__DIRECTIONS FOR THIS TASK__
The task calls for the count of lines containing "wall" in these records, given as a number with no other words.
☆ ☆ ☆
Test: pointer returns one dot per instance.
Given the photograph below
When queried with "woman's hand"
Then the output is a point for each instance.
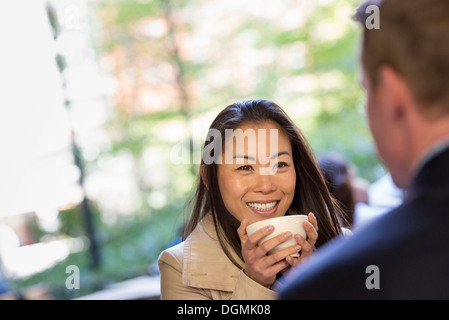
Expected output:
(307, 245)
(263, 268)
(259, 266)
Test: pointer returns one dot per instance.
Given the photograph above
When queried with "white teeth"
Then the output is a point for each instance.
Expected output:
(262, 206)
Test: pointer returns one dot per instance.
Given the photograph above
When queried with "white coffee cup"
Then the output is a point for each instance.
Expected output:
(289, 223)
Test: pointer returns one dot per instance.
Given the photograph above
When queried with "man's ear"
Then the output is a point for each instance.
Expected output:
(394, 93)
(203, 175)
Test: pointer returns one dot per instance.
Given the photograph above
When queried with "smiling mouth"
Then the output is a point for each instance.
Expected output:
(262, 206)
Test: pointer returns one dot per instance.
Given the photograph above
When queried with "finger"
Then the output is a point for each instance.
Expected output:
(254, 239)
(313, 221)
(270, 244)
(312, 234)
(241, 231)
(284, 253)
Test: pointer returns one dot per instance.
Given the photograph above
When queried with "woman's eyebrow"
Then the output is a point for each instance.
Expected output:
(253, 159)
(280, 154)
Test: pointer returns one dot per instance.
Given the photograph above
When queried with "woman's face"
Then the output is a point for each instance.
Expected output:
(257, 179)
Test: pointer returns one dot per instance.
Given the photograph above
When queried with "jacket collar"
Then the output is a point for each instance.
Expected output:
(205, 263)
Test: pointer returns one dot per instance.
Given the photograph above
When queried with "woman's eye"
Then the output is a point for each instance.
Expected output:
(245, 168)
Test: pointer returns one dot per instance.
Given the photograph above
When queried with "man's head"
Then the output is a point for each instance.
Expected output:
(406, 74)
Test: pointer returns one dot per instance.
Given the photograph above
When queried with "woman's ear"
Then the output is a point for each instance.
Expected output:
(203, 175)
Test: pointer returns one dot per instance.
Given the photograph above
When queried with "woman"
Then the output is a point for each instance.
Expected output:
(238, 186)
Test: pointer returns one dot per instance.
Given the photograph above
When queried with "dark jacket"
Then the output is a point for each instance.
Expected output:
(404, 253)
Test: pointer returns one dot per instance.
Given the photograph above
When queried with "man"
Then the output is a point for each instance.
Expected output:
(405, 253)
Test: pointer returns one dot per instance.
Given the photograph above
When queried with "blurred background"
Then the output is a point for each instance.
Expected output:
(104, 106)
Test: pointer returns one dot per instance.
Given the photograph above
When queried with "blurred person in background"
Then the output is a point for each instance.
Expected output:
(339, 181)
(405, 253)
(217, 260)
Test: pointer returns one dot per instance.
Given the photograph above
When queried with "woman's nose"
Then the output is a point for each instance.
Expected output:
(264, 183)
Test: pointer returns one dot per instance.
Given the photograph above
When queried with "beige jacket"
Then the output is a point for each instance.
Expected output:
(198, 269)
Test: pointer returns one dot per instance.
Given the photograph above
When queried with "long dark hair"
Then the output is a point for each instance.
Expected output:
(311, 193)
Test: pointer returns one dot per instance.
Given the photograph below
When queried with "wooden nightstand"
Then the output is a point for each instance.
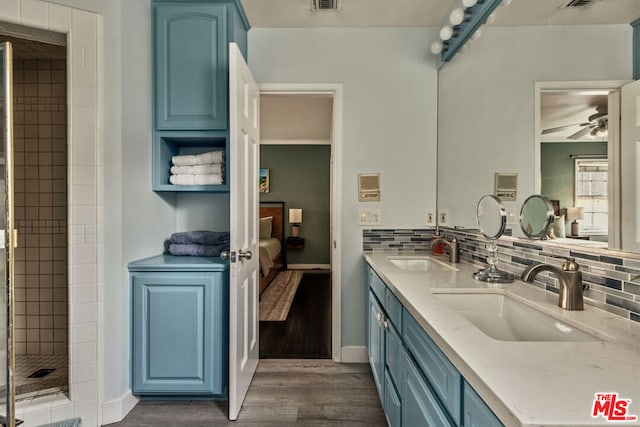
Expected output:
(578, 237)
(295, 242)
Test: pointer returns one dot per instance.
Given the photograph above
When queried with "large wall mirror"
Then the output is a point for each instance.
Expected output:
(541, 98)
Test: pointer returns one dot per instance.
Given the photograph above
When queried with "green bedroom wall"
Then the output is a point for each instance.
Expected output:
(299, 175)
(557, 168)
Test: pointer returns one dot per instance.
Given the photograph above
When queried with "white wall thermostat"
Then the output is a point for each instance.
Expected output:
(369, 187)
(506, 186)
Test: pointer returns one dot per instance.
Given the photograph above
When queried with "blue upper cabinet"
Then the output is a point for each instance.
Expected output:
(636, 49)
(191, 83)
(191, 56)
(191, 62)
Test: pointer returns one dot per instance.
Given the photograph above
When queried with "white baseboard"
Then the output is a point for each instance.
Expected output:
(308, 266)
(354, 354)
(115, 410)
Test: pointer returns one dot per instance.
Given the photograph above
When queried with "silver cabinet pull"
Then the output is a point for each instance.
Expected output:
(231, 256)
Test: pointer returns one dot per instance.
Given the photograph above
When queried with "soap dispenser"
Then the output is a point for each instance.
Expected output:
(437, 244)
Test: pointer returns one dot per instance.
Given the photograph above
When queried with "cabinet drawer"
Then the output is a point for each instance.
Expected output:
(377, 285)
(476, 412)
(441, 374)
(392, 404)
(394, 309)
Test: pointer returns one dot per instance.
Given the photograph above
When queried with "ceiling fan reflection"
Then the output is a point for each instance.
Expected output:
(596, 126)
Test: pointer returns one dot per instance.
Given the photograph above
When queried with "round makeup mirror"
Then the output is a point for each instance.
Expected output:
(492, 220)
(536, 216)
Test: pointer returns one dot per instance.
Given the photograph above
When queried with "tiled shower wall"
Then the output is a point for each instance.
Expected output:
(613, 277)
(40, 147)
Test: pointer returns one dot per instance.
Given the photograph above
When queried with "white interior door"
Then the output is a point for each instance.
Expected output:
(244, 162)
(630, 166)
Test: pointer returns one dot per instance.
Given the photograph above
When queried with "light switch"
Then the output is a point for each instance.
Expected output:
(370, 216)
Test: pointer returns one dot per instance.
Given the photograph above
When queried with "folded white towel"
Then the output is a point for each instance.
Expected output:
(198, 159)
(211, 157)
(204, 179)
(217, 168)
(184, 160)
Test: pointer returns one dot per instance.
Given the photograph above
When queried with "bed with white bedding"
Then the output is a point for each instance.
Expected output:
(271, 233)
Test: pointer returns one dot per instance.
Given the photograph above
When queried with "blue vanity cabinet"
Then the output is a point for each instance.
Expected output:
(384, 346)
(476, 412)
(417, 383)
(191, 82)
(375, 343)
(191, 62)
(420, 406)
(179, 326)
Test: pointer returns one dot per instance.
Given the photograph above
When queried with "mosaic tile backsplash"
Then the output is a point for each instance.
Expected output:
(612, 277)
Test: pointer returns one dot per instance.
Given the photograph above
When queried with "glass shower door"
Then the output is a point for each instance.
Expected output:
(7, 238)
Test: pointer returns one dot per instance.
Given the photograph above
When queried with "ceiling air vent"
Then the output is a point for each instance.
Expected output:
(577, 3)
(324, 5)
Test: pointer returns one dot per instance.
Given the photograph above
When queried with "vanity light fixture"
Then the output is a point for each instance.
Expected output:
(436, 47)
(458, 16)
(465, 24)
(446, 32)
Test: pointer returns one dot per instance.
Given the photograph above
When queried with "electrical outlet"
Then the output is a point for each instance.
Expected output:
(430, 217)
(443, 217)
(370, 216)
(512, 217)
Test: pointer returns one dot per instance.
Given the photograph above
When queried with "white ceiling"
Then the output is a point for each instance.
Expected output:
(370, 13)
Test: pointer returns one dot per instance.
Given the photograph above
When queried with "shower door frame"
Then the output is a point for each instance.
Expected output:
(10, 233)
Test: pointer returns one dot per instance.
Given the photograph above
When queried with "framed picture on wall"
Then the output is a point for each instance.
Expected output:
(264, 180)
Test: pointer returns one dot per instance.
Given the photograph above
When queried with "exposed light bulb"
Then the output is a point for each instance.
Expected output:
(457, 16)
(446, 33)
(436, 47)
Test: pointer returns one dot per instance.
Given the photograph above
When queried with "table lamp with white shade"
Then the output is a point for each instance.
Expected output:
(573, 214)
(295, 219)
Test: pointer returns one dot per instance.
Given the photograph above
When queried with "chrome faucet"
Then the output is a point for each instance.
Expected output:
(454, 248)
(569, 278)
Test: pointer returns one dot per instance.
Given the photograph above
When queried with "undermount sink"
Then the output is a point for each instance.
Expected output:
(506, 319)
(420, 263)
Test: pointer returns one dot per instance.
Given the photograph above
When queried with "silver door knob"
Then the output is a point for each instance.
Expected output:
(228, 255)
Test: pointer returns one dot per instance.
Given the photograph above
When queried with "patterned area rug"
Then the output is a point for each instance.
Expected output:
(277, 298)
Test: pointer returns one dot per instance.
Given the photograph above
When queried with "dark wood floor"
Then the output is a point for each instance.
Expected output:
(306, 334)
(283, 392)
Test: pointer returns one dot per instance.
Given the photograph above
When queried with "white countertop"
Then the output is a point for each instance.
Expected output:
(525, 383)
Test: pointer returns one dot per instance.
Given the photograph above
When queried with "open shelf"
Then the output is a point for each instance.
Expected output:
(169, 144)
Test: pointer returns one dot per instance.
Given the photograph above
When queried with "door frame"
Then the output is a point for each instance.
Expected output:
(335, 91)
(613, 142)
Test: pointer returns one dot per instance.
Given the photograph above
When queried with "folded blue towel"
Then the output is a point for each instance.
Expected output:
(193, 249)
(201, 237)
☆ ☆ ☆
__RESULT BELOW__
5